WHAT IS REQUIRED: Report the tally of lines featuring the word "sideline" in the entries below, without anything else.

Point localization data:
* * *
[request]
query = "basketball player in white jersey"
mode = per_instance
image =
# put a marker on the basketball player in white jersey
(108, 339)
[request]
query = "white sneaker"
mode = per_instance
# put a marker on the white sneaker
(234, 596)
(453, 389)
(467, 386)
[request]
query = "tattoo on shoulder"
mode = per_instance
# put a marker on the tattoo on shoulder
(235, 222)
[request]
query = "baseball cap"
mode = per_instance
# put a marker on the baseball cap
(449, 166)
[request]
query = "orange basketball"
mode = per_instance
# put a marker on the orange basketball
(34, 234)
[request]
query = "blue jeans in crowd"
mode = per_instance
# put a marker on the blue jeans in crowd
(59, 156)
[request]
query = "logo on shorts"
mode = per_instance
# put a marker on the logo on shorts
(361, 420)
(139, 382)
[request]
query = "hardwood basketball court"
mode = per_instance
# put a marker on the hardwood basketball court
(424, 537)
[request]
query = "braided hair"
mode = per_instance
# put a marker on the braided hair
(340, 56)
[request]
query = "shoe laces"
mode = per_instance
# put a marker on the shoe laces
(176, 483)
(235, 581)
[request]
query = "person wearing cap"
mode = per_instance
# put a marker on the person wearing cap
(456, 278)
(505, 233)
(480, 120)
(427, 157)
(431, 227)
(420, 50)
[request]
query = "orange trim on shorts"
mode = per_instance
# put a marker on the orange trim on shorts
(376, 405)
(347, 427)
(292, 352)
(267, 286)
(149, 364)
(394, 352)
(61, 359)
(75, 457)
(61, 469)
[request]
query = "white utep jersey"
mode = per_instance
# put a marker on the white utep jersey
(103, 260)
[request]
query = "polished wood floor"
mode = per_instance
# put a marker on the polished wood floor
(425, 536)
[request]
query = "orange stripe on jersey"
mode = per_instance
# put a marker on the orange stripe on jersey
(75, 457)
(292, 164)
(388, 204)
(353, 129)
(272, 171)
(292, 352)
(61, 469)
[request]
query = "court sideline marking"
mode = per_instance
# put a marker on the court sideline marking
* * *
EXERCISE RESPONSE: 2